* _Task directions_: Below are some records: retype them all exactly, but not the pictures.

[Entries taken from a collection]
▼
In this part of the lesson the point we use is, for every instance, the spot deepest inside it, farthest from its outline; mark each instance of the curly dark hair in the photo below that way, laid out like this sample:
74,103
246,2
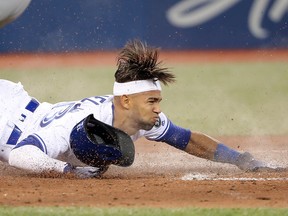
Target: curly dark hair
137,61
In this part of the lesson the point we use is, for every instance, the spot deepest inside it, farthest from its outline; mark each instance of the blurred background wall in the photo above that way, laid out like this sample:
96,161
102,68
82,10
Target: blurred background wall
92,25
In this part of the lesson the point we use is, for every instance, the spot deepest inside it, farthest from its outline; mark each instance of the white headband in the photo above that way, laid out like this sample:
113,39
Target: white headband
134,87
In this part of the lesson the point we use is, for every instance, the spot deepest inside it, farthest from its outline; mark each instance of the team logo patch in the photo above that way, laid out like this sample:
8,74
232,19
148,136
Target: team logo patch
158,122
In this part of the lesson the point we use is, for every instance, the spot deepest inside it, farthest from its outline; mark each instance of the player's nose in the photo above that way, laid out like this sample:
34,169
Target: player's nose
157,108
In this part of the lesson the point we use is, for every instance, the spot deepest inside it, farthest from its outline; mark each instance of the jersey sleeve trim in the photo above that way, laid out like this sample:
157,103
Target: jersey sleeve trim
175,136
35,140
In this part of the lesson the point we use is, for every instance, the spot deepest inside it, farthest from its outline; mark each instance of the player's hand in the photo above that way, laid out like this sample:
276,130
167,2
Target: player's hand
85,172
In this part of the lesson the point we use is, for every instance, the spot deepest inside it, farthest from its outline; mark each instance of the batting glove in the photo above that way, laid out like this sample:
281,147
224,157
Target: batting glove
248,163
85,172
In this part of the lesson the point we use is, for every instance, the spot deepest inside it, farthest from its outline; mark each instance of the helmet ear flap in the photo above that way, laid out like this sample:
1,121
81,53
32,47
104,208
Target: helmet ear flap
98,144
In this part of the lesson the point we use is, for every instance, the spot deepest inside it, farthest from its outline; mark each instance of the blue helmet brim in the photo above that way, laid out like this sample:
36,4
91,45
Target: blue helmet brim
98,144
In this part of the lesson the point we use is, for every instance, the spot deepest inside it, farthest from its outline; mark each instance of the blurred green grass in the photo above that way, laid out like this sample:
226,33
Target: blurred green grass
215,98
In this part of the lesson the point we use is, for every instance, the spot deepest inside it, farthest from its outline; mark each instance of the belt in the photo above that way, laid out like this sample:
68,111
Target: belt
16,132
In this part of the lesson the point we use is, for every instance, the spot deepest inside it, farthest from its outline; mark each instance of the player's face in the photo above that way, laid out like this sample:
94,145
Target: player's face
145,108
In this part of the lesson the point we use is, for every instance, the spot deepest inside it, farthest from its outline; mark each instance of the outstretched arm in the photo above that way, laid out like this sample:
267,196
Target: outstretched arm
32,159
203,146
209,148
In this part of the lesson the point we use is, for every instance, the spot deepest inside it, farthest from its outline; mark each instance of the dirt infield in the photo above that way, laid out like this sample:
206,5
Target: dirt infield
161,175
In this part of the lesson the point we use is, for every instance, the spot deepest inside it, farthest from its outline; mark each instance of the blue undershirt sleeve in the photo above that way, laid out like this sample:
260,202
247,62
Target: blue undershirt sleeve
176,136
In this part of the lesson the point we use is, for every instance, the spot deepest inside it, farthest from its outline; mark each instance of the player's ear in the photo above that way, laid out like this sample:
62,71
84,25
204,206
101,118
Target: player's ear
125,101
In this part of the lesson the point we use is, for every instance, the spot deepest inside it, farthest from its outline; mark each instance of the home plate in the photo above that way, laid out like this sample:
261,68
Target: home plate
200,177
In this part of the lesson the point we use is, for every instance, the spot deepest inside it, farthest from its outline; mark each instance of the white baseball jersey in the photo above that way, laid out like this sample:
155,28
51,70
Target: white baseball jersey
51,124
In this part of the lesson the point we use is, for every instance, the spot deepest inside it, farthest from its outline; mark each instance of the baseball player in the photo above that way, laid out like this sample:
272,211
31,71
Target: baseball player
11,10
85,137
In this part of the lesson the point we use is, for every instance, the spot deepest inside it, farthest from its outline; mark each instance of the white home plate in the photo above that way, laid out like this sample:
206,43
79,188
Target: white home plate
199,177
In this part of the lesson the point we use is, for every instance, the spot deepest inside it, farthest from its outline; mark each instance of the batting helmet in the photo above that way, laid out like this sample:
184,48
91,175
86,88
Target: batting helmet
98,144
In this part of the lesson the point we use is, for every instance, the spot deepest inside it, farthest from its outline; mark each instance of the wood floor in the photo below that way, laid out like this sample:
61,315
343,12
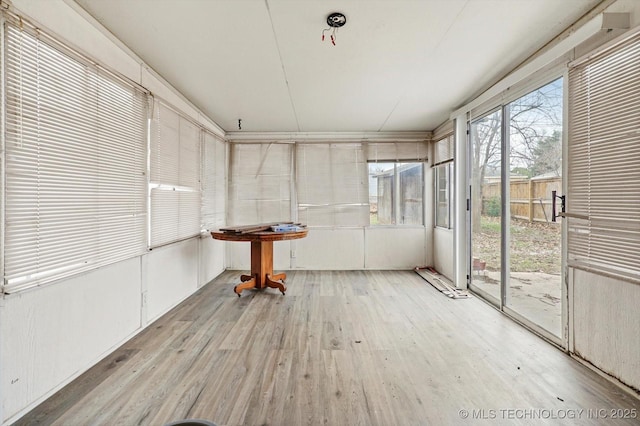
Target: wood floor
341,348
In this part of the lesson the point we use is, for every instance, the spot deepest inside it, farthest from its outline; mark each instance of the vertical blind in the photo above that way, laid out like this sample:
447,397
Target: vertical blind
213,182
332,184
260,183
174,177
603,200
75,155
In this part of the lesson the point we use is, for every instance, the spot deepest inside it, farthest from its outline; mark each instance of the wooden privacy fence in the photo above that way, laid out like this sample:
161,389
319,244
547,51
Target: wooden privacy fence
▲
* _Output of the task_:
In this part of the lesson the point we use is, for every instance, the spot deepest inside it, farthest from its outline; mark each instance of the curly dark hair in the photo below that way, laid out like this sample:
74,103
246,2
Target: curly dark hair
137,61
In this part of the lesson the point we use is, for every instance, the spot deepest inside it, farthest from its outline; mark each instance of the blurred background wall in the photo above that way, laid out like this sample:
96,161
102,68
82,10
Target: blurred background wall
92,25
In this part of the lesson the point we use is, for every instance, the spot deepest inside it, farthest from its outline; mark each instance of the white headband in the photo above that way, laid out like this sample:
113,39
Target: white headband
134,87
In this part of the lesson the point we use is, for every instance, the spot deepest inside it, farthest from its outline; mark each instance of the team logo patch in the photo above that way, laid out like this sample:
8,74
232,19
148,136
Target: team logo patch
158,122
In this part of the lesson the point we use is, for every instance, the spot deepest inside it, farthest from its outline; mark each instance of the player's nose in the photo above that way, laid out like this sample:
34,169
Target: player's nose
157,108
In this part of the lesson the point we use is, for every instance, the spot deepest inside it, farthest from its outline; mark each instance of the jersey sleeve trim in the photo above that way, laid out like this sample:
157,103
Target: jersey sleeve trim
175,136
35,140
In this part of the lesson the point we use is, for every instance, the spot deepest inside it, farthest from its outline; mark each instance of the player's hand in the photo above that way, laid out like this sample:
276,130
167,2
Target: player's hand
85,172
In this part of the lesson the point we use is, for every instance, the spot deepest inside it, farthest from its outline; mark each instance of the batting glove in the photo above that way, laid out like this sample:
281,147
224,157
Target: batting glove
248,163
85,172
In this part of the lesson the point we use is, for every instance, the spot deepest inside it, farthest from its outline; mark each instance of the helmet ear flap in the photo above that way, laid out like this sample:
1,121
81,53
32,47
104,208
Target: helmet ear flap
98,144
In this part of the lesson the point we use is, for every instance, the spot deepest inside it, farthest from its outline; mark each instance of the blue helmet brim in the photo above that way, laid out like this sample:
36,4
91,45
Target: blue helmet brim
98,144
In this part of the lesson the point we use is, for every instance, the spot deepest inside it, farthest from its outline; mark each instance of the blurred green grass in the photo above that way, laid out like this sample:
226,33
Target: blurred green grass
215,98
In this part of the lesson the point we use is, for every instance, the spot deepest inside it, farthest from its outline; mark each instance of the belt in the photo above that way, laid out like this sample:
68,111
Target: belt
16,132
In this part of the lesson the point we use is, for every instance, the spot deepest inside it, farthest from its outline; mark each instance of the player's face in the photo above that way, laid out like this sample:
94,145
Target: player's face
145,108
In this part of the lesson the point we use is, for every instance, the spot deepest inside it, farthest from its outline; mark each instance of the outstretched arm in the photo above that way, laid out like this sample:
267,196
Target: outstretched arm
32,159
203,146
209,148
In this part of the lesson the point we use is, for every instance, the spot deepest inside it, farthest from its outline; mark each instance of the dirt infield in the photo above that way, laid out like this sample:
206,5
Target: dirt infield
161,175
In this part of the lesson the point we use is, for every instance, the spot deepest inside it, farthest from its outline; mark each instance of the blue undershirt sleeve in the photo above that way, laid out like this sample:
260,202
247,62
Target: blue undershirt sleeve
176,136
In this part of the lesson the point we use is, for every instance, the spot deepest inside it, farthest from its outline; mark each instance of the player's ear in the photo above that way, laid out like this sample:
62,71
84,25
204,206
101,118
Target: player's ear
125,101
In this part of the lesson the point we use is, for every instance, the spot deepest inside it, farthest from its outline; mark each instance of the home plate in the photo above that way, laid out like this sample:
261,68
Target: home plate
200,177
In this part of the lesson the point we use is, for every instance, the spot deepest inside it, farthest from its outline; mark each instance of the white baseball jersey in the photo above that way, laid out like this sample:
155,28
51,70
Target: white baseball jersey
51,124
In this part of the lesson the point we use is, for every instance, the spot deepest inside it, farthest from its outline; mark each instance of the baseball player in the photo above that way, laid out like this sample:
272,211
31,71
Target: baseball player
11,10
85,137
In this part of the lesson the point we use is, for every instance, the spot deepest inside it, farthest from its outline; mark each instance of the white home plate in the photo above that way, laid out like this sample:
206,43
79,188
Target: white home plate
199,177
In this part of the lesson the point we use is, for every instance, the spot deepest inside it, farthest from its outline; mark each instance of the batting helmet in the photo above that way, laid out like this sample:
184,48
91,175
86,88
Target: batting helmet
98,144
In this part of the lesson the point we use is, for every instance, the spot deepest inside it, farthest from its outline; mark each instance of the wood floor in the photo below that way, laid out like this sample:
61,315
343,12
Target: wood floor
341,348
In this part of the lesson the point we use is, for every instance, the spot deepest inside it, farthest from its outline; mark each instance of the vertical blind in the photo above that way, laid out like this sample:
447,397
Target: vertical blind
213,182
332,184
260,183
174,177
603,200
75,155
In this part of the lesson the point we use is, for every instance, the spot deepest inside it, farthest from its outline; mark each instance of the wooden privacy fence in the photo above that way, laid out like this sample:
161,389
319,244
547,51
Target: wooden privacy fence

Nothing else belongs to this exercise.